■ Aim of the task
Repeat the lines that begin at the line containing "Bet you ten bucks you can't pinpoint the sheer" and stop after the line containing "[[106, 0, 204, 88]]", including the requests, but multiply every bounding-box coordinate in the answers by 2.4 and round each result to a whole number, with halves rounded up. Leave the numbers in the requests and their coordinate format samples unchanged.

Raw records
::::::::::

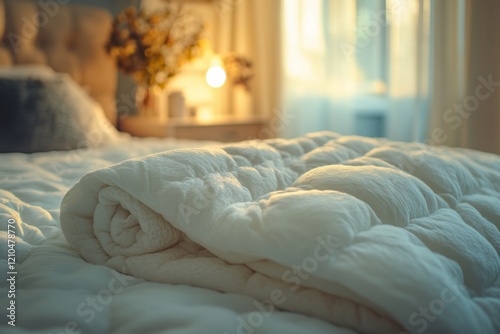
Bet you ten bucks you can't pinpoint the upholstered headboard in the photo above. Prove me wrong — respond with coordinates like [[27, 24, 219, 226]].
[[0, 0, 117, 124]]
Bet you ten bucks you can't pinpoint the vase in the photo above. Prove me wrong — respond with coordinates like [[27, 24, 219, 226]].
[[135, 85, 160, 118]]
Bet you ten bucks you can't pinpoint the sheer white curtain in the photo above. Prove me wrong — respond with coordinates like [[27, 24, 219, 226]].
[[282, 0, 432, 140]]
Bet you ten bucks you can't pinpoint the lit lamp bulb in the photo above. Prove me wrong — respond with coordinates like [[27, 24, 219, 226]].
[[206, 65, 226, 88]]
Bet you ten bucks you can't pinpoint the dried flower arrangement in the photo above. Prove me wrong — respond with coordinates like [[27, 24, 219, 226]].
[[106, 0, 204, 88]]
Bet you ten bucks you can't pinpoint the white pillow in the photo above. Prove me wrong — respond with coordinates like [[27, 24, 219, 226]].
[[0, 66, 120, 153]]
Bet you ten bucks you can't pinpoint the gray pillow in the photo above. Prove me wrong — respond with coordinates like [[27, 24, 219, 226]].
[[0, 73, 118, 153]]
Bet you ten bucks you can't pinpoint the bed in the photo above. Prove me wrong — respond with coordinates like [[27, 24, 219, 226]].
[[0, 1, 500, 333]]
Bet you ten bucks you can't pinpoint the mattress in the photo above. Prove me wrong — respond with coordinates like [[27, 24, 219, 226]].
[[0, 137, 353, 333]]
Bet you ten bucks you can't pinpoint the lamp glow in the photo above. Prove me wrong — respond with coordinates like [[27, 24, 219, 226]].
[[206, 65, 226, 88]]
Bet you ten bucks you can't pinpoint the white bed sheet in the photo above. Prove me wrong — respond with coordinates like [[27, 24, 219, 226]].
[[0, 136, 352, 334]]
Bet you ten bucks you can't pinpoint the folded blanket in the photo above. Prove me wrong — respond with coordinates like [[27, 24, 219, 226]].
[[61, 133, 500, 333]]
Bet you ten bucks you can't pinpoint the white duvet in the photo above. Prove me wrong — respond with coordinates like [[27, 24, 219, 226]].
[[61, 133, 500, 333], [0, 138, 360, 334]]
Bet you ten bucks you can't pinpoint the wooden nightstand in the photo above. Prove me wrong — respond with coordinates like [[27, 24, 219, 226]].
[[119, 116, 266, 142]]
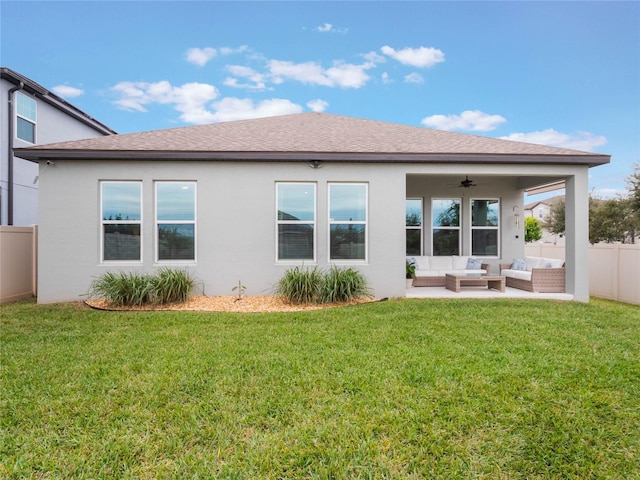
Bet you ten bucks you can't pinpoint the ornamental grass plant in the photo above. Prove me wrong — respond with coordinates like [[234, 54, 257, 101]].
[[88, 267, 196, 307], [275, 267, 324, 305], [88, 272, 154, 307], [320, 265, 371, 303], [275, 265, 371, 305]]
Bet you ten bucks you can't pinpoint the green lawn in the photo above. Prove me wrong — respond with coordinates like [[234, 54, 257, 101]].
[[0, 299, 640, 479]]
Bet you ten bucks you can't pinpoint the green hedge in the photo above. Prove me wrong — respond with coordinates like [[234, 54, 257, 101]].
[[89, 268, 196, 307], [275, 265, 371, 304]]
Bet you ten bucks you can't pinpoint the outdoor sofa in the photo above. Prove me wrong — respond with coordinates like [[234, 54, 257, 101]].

::::::::::

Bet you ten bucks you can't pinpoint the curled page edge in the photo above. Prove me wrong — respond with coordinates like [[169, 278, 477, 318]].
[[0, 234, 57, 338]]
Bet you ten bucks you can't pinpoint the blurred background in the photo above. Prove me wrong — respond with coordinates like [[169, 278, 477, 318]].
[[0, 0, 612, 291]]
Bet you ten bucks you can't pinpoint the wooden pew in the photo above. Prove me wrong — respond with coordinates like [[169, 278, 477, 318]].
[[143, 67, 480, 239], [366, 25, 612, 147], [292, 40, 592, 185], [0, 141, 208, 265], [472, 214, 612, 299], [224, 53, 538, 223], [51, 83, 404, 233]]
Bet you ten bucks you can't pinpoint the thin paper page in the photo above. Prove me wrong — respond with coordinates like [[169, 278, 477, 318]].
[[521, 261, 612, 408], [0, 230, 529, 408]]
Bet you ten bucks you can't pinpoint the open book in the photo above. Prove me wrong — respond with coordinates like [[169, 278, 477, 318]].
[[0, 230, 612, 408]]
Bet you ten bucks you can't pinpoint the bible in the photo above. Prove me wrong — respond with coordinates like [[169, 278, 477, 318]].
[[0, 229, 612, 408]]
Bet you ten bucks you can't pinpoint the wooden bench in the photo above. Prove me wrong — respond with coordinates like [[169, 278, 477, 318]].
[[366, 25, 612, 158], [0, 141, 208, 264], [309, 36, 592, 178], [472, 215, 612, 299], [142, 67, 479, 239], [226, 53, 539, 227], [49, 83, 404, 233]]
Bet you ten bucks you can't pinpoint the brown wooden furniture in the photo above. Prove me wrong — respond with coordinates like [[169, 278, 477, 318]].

::::::::::

■ Response
Bet you ten bucks you can't pinpoint the sheer white curtain in the photo above. Prove me wrong — respond with coordinates like [[27, 24, 219, 226]].
[[677, 0, 1037, 336]]
Bet you ten bucks you can't pinpoint the lit lamp bulb in the photo above. Prove me wrong — respond with coordinates like [[27, 24, 219, 226]].
[[494, 156, 542, 211]]
Bet you ten bucks you can't pinpoint the dried flower arrangement in the photo above. Prove me wrong — respond with coordinates like [[27, 24, 219, 226]].
[[254, 0, 490, 211]]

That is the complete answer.